In a recent post on the Rane DJ Blog Shaun goes over some important information about setting up your gain to get the best possible sound from your Rane DJ mixer. As a proud authorized Rane dealer you will find great service and great prices from Real DJs just like you. Every DJ on the front lines that takes a call, answers a chat, or replies to an email is a real working DJ. We proudly refer to what we do as #DJsHelpingDJs
How to properly set Rane mixer level controls
DJ mixers have a lot of level controls (wouldn’t be much of a mixer without them). Knowing the proper setting for each control is a bit confusing, especially when adding a software program to your system. Luckily, audio software and DJ mixers include similar controls. Both include individual gain/trim controls, level meters for each channel, and a master output level control.
Follow the golden rule and keep your level meters out of the red. Think of a level meter as a traffic light. Green means you’re OK to proceed, yellow means caution and red means stop. Your goal is to turn the gain controls up so that your level meters are peaking in the high yellow- almost to red but not quite. When level meters hit red, you run the risk of clipping or simply distorting the heck out of the audio. In case you’re wondering, both sound terrible.
When using a software program it’s important to adjust your level controls properly within the program before tweaking the level controls on your mixer. Once the level meters within the software are adjusted properly (i.e., no red), you’re ready to adjust the level controls on your mixer.
using Rane mixer metering
Rane mixers use Quasi-Peak meters with peak hold. What the heck is quasi-peak you ask? Quasi means, having a likeness to or resembling something, so quasi-peak refers to the peak-like meter function of the Rane meter. The fast responding quasi-peak value (lower portion of the meter) shows you what signal is doing real-time, relative to the dynamic range of the mixer. Audio transients can be relatively fast, making it easy to miss brief overload events, so the meters are designed to hold the maximum value for at least half a second (top portion of the meter).
Like other peak hold meters, the ones found on Rane DJ mixers will appear to have gaps between the average level and the peak levels. This can throw DJs off at first, thinking the meters are malfunctioning, but this is not the case. The LED floating above the rest represents the peak level of the audio and the LEDs below the peak represent the quasi-peak audio level.
The basic idea behind using peak hold meters is identical to using peak meters; keep the top meter out of the red. Using the PGM gain controls on your mixer, adjust the level so that your meters barely hit the red and then back the level down until out of the red. Repeat this process for each PGM channel.

RAW DATA:
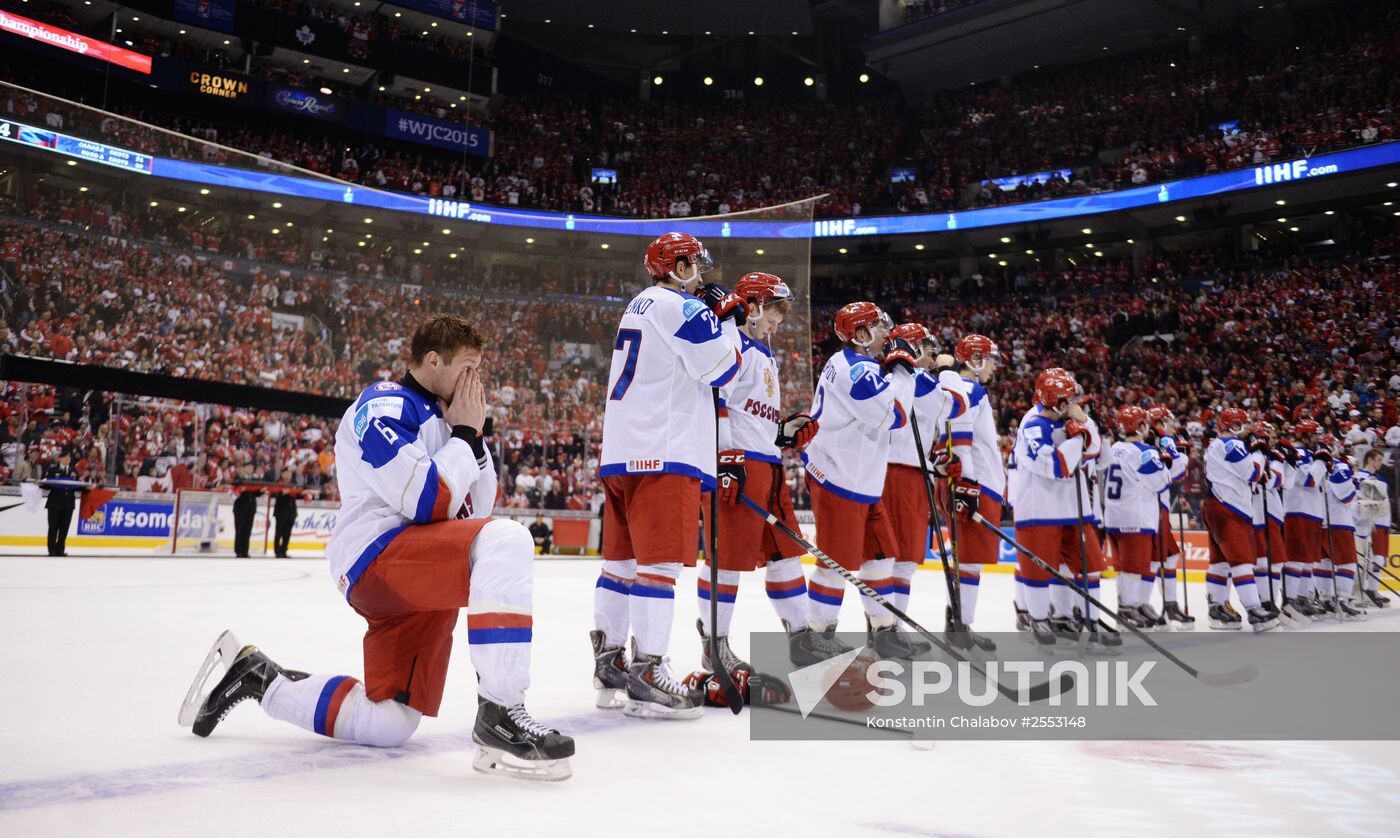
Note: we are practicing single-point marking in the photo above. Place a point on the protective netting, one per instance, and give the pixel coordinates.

PROBLEM SET:
1. According to the Rane mixer article, for how long are the meters designed to hold the maximum value?
2. Duplicate the portion of the Rane mixer article between "Follow the golden" and "both sound terrible.", inclusive.
Base your answers on the Rane mixer article alone.

THE ANSWERS:
1. At least half a second.

2.
Follow the golden rule and keep your level meters out of the red. Think of a level meter as a traffic light. Green means you’re OK to proceed, yellow means caution and red means stop. Your goal is to turn the gain controls up so that your level meters are peaking in the high yellow- almost to red but not quite. When level meters hit red, you run the risk of clipping or simply distorting the heck out of the audio. In case you’re wondering, both sound terrible.